**Source extract:**
>>>

Giving Thanks: Keeping the Attitude of Gratitude Alive Past the Holidays
This Thanksgiving marked many firsts for me and my family. It was the first celebration of any kind since I moved to my new home (only three days earlier!) It was also the first Thanksgiving that my aunt and uncle were hosting in their new house, and the first major holiday my boyfriend, Nick, and I were celebrating together. The fact that he was still speaking to me after two days in a moving truck was reason enough to give thanks!
Nick and I had managed to unpack and clear out enough space in the kitchen to spend the morning cooking. We lovingly prepared a veggie loaf, mashed cauliflower and pumpkin fudge from scratch!
All vegan and gluten-free for me!
We took our dishes, loaded up the trunk and made the 20-minute drive to my aunt and uncle’s house. There were 18 of us in total. A small and intimate affair by my family’s standards.
My aunt had a beautifully decorated table set up in the back yard, overlooking the river. It was 75 degrees and sunny.
Perks of living in Florida
My nieces were chasing my brother around the lawn, Nick was helping my cousin fry one of the three turkeys (a vegan’s worst nightmare,) my uncle was busy in the kitchen and the rest of us were eating, drinking and being very, very merry.
My cousin, Kendall and I began to set the table. We were trying to remember if the knife or fork went on the right (it’s the knife,) when Kendall turned to me and said, “I just felt a drop.”
We turned back towards the house and in an instant, the skies opened. It was a mad dash back inside. We all gathered around the glass doors, dripping wet, and watched as the rain soaked our table, chairs and centerpieces.
We exchanged a few glances and then sprung into action. Living room furniture was pushed aside. We ran back out into the downpour and grabbed chairs, tables, even the centerpieces!
Can we just stop for a moment to ackowledge how my cousin manages to look like a supermodel while moving a table in a rainstorm???? Me: not so much.
My aunt ran in with armfuls of towels. We moved, we dried, we reset. We laughed. A lot.
Within minutes we were gathered inside around our table enjoying some great food and even greater company.
After dinner, once the rain had stopped, we moved back outside to sit around the fire-pit. We were remarking on the perfect moonlight and I had just found Orion’s belt in the stars, when my uncle asked, “Kate, on a scale of 1-10, how would you rate this Thanksgiving?”
“I’d give it an 8.5-9.”
“Wow, that’s a high score!” my uncle said. My aunt asked, “What would have made it a 10?”
I thought for a second, but couldn’t come up with anything. “I’m not sure.”
I recalled the events of the day. We had fun and excitment. We had teamwork and laughter. We had love and appreciation. We had a perfect blend of old traditions and new beginnings. We had great drinks, delicious food, and most importantly, we had family. What more did I want? Maybe it was a perfect 10!
Over the next few days I kept thinking about it. Sure, there were many things that I could have asked for. Having the whole family there. Having dry shoes. Having made a better dessert (the pumpkin fudge, was NOT a hit.) But the truth is, in that moment sitting by the fire with my heart as full as my belly, there was absolutely nothing missing.
I felt truly grateful. I was grateful for all of it. The rain. The wet hair and feet. Snuggling with my mom. Holding my nieces. Watching my boyfriend bond with my family. Putting on an impromptu fashion show with my cousin. Cleaning the kitchen. Joking with my aunt. Saying goodnight and going to my new home.

<<<

**Extracted records:**

>>>

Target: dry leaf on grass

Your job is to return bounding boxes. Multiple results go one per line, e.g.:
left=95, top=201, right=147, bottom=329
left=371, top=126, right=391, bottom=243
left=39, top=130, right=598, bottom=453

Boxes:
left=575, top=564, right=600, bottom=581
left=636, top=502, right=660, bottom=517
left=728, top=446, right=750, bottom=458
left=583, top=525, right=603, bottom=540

<<<

**Jobs:**
1/ How many people attended the gathering described in the Thanksgiving post?
2/ Continue the Thanksgiving post from its final sentence.

**Results:**
1/ There were 18 people in total.

2/
Gratitude. It’s what Thanksgiving is really about. If you are lucky enough to celebrate with food and family that’s a bonus. But the day is about giving thanks. I’ll be honest, true gratitude is not something that has always come easily to me. Being grateful is a skill that I continue to practice.
Studies show there are numerous benefits to practicing gratitude, both physical and mental. Expressing thanks on a regular basis can help to reduce stress, improve sleep, boost immunity, and promote increased feelings of happiness in general, just to name a few. All the more reason to adopt the attitude of gratitude for the other 364 days of the year as well.
For most of my life, my default setting has always been to focus on whatever is missing. Whatever is not going right. Whatever needs to be fixed. I thought this was a helpful quality. I thought this is what kept me motivated to grow and improve. In fact, it was this way of thinking that instinctively kicked in when asked to rate the day. There was a small voice in my head that told me “Well, it can’t be a 10, because nothing is ever perfect.”
This mindset is what has prevented me from being fully present with the things that I do have. The things that are going well. The things that are already perfect, if I just allow them to be.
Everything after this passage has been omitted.